▶ TASK INPUTS:
— Start —

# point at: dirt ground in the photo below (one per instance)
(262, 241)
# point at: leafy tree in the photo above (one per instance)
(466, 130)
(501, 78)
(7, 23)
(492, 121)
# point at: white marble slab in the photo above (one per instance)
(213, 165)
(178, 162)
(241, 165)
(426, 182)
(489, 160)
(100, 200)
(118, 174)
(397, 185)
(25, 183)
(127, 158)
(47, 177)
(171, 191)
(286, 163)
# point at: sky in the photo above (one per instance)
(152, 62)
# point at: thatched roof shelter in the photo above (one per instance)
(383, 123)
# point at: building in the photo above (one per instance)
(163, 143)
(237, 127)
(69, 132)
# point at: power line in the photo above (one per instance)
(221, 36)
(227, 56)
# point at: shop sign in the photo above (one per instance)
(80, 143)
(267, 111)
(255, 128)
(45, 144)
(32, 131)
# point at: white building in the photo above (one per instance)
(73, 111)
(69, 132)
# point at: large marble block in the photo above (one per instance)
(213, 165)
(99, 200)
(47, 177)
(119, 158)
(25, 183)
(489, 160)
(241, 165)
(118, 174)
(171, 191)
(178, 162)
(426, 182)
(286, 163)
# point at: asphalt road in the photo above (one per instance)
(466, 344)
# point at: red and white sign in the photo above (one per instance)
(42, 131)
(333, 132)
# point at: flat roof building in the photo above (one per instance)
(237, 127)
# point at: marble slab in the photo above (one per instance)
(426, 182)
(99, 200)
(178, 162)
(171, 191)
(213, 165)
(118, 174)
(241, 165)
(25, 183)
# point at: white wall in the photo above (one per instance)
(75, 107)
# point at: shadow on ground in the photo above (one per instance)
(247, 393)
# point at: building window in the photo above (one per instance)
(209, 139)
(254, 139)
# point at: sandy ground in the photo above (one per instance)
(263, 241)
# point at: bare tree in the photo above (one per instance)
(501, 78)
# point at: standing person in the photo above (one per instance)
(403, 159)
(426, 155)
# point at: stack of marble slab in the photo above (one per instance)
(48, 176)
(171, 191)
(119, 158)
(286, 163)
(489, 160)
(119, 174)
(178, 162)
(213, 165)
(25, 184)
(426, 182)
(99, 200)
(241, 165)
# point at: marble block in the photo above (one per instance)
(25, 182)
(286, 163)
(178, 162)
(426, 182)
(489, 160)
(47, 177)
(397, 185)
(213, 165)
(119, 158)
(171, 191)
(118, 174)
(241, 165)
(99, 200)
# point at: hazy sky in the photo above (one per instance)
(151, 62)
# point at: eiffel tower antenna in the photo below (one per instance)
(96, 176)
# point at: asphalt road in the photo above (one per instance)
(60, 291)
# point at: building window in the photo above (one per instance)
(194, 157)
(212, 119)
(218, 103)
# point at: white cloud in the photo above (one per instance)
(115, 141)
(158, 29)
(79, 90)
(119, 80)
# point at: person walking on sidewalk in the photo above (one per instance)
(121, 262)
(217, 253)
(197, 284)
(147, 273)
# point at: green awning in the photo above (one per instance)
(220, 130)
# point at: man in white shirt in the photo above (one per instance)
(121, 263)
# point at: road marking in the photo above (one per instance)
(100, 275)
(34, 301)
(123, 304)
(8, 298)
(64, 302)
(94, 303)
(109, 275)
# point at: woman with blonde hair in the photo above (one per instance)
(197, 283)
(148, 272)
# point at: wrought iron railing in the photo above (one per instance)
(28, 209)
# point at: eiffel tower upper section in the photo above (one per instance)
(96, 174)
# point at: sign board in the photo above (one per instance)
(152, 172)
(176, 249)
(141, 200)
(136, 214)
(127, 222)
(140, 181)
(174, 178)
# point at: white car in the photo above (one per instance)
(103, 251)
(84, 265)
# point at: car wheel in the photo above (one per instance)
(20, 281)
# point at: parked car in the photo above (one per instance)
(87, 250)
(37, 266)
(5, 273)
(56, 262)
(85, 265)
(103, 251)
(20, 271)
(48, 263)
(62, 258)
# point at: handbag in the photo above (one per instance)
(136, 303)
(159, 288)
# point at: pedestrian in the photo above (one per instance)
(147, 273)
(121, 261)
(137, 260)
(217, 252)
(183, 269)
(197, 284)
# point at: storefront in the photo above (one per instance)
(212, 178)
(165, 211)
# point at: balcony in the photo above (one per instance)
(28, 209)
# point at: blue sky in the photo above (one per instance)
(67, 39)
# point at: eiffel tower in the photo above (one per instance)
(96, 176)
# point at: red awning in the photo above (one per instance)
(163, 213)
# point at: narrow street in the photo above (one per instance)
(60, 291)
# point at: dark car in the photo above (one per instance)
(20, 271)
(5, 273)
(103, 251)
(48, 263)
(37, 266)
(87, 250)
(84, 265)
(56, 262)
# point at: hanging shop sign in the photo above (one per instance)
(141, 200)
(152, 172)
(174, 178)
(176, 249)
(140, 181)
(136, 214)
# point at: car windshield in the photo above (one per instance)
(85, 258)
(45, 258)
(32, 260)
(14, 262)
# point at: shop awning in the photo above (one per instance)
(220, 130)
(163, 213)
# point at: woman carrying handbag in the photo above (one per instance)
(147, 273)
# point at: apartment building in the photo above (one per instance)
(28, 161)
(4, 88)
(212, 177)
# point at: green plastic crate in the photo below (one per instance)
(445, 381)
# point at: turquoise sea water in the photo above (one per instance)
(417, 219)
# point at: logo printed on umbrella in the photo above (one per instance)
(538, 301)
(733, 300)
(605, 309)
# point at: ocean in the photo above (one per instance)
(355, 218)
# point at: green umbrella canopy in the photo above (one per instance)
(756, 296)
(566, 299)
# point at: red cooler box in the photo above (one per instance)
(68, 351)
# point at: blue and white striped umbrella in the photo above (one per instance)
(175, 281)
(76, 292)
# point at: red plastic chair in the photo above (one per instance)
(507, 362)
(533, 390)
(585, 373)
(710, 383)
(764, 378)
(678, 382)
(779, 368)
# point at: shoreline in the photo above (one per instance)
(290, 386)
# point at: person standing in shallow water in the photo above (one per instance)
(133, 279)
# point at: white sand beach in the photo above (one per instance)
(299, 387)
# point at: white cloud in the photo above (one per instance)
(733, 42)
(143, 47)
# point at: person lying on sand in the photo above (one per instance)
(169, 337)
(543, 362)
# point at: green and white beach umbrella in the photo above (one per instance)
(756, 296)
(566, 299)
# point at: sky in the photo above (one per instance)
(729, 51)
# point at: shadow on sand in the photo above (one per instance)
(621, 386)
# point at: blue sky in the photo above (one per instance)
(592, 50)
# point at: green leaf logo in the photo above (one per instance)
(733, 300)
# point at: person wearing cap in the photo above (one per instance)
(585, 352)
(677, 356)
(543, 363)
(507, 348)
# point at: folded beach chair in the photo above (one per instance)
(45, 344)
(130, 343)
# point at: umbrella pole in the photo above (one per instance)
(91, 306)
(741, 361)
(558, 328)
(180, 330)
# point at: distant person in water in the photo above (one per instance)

— End —

Can you copy out every item above, line for line, with nothing changed?

# point at: dirt ground in the photo below (one per instance)
(262, 241)
# point at: leafy tree in the photo above (one per instance)
(466, 130)
(501, 78)
(7, 23)
(492, 121)
# point at: white marble slab in the photo above (one per instance)
(213, 165)
(178, 162)
(241, 165)
(426, 182)
(489, 160)
(100, 200)
(118, 174)
(397, 185)
(25, 183)
(127, 158)
(47, 177)
(171, 191)
(286, 163)
# point at: sky in the photo above (one per instance)
(152, 62)
# point at: thatched roof shelter in the photo above (one per instance)
(383, 123)
# point at: building in the photo above (one per instance)
(163, 143)
(237, 127)
(69, 132)
# point at: power line in the photo above (one per instance)
(221, 36)
(227, 56)
# point at: shop sign in the photo above (one per instance)
(80, 143)
(267, 111)
(255, 128)
(45, 144)
(32, 131)
# point at: white building in the photo above (one per instance)
(73, 111)
(69, 132)
# point at: large marble block in the photo above (one per instance)
(213, 165)
(99, 200)
(47, 177)
(119, 158)
(25, 183)
(489, 160)
(241, 165)
(118, 174)
(171, 191)
(178, 162)
(426, 182)
(286, 163)
# point at: asphalt road in the photo above (one per instance)
(466, 344)
# point at: red and white sign in the photo above (one per instance)
(42, 131)
(333, 132)
# point at: flat roof building in the photo above (one per instance)
(237, 127)
# point at: marble slab in the photo above (one per instance)
(426, 182)
(99, 200)
(178, 162)
(171, 191)
(213, 165)
(118, 174)
(241, 165)
(25, 183)
# point at: white wall in the photo above (one per instance)
(75, 107)
# point at: shadow on ground in the photo above (one per instance)
(247, 393)
# point at: building window in the photo above (one per instance)
(209, 139)
(254, 139)
# point at: sandy ground in the photo above (one per instance)
(263, 241)
# point at: bare tree in the photo above (one per instance)
(501, 78)
# point at: standing person in the photo above (one per instance)
(403, 159)
(426, 155)
# point at: stack of marble slab in the photo above (one per instance)
(48, 176)
(171, 191)
(119, 158)
(286, 163)
(489, 160)
(119, 174)
(178, 162)
(213, 165)
(25, 184)
(426, 182)
(99, 200)
(241, 165)
# point at: marble block in the photo above (one per instance)
(25, 182)
(286, 163)
(178, 162)
(426, 182)
(489, 160)
(47, 177)
(397, 185)
(213, 165)
(119, 158)
(171, 191)
(118, 174)
(241, 165)
(99, 200)
# point at: hazy sky in the photo above (one per instance)
(151, 62)
# point at: eiffel tower antenna in the photo below (one per instance)
(96, 176)
# point at: asphalt road in the photo above (one per instance)
(60, 291)
# point at: building window in the photo above (one per instance)
(194, 157)
(212, 119)
(218, 103)
# point at: white cloud in the photo above (one per instance)
(115, 141)
(158, 29)
(79, 90)
(119, 80)
# point at: person walking on sidewalk in the photo above (one per instance)
(121, 262)
(217, 253)
(197, 284)
(147, 273)
# point at: green awning in the photo above (one per instance)
(220, 130)
# point at: man in white shirt in the photo above (one per instance)
(121, 263)
# point at: road marking in the photo above (one per instance)
(100, 275)
(34, 301)
(123, 304)
(8, 298)
(64, 302)
(94, 303)
(109, 275)
# point at: woman with blonde hair in the photo above (one per instance)
(197, 283)
(148, 272)
# point at: wrought iron railing in the photo above (one per instance)
(28, 209)
# point at: eiffel tower upper section in the photo above (one per instance)
(96, 174)
# point at: sign board in the photo above (one per instance)
(152, 172)
(176, 249)
(141, 200)
(136, 214)
(127, 222)
(140, 181)
(174, 178)
# point at: white car in the photo above (one per instance)
(103, 251)
(84, 265)
# point at: car wheel in the photo above (one per instance)
(20, 281)
# point at: parked car in the photo above (one per instance)
(87, 250)
(37, 266)
(5, 273)
(56, 262)
(85, 265)
(103, 251)
(20, 271)
(48, 263)
(62, 258)
# point at: handbag in the photo above (one per instance)
(136, 303)
(159, 288)
# point at: pedestrian in the photo above (one per instance)
(147, 273)
(121, 261)
(137, 260)
(217, 252)
(183, 269)
(197, 284)
# point at: storefront in the photo above (one per instance)
(212, 178)
(165, 211)
# point at: balcony in the photo above (one per instance)
(28, 209)
# point at: blue sky in the photo above (one per instance)
(67, 39)
# point at: eiffel tower in the photo above (one per instance)
(96, 176)
# point at: red awning in the photo above (one per instance)
(163, 213)
# point at: narrow street in the photo above (one per instance)
(60, 291)
# point at: dark car in the photo above (one per instance)
(20, 271)
(5, 273)
(103, 251)
(48, 263)
(37, 266)
(87, 250)
(84, 265)
(56, 262)
# point at: hanging shop sign in the photo above (one per instance)
(141, 200)
(152, 172)
(174, 178)
(176, 249)
(140, 181)
(136, 214)
# point at: car windshield in the photo above (one per instance)
(85, 258)
(45, 258)
(32, 260)
(14, 262)
# point at: shop awning in the photo above (one per instance)
(220, 130)
(163, 213)
# point at: woman carrying handbag in the photo above (one per instance)
(147, 273)
# point at: apartment building in the photo above (one per instance)
(28, 161)
(4, 88)
(212, 177)
# point at: green plastic crate in the photo below (one per instance)
(445, 381)
# point at: turquoise sea water in the photo above (one per instance)
(417, 219)
# point at: logo printed on umbrella in the photo above (one per instance)
(538, 301)
(733, 300)
(605, 309)
# point at: ocean in the photo above (one per instance)
(355, 218)
# point at: green umbrella canopy in the photo above (one per instance)
(756, 296)
(566, 299)
# point at: red cooler box in the photo above (one per instance)
(68, 351)
# point at: blue and white striped umbrella in the photo above (one per instance)
(175, 281)
(76, 292)
# point at: red plastic chair in the photo above (one per instance)
(507, 362)
(533, 390)
(585, 373)
(710, 383)
(764, 378)
(678, 382)
(779, 368)
# point at: shoreline in the photo above (one per instance)
(290, 386)
# point at: person standing in shallow water in the photo above (one per instance)
(133, 279)
# point at: white sand beach in the photo above (one per instance)
(299, 387)
# point at: white cloud in the photo above (one per instance)
(733, 42)
(143, 47)
# point at: person lying on sand in the photo above (one per instance)
(169, 337)
(543, 362)
# point at: green and white beach umbrella in the photo above (one per instance)
(756, 296)
(566, 299)
# point at: sky in the photo above (one per instance)
(729, 51)
# point at: shadow on sand in the photo above (one per instance)
(621, 386)
# point at: blue sky in the photo above (one per instance)
(592, 50)
# point at: green leaf logo in the photo above (one per instance)
(733, 300)
# point at: person wearing cap in the photo above (one per instance)
(585, 352)
(677, 356)
(543, 363)
(507, 348)
# point at: folded beach chair in the photo above (one per instance)
(45, 344)
(130, 343)
# point at: umbrella pole in the photo above (one per instance)
(91, 306)
(741, 361)
(558, 328)
(180, 330)
# point at: distant person in water in the photo above (one per instance)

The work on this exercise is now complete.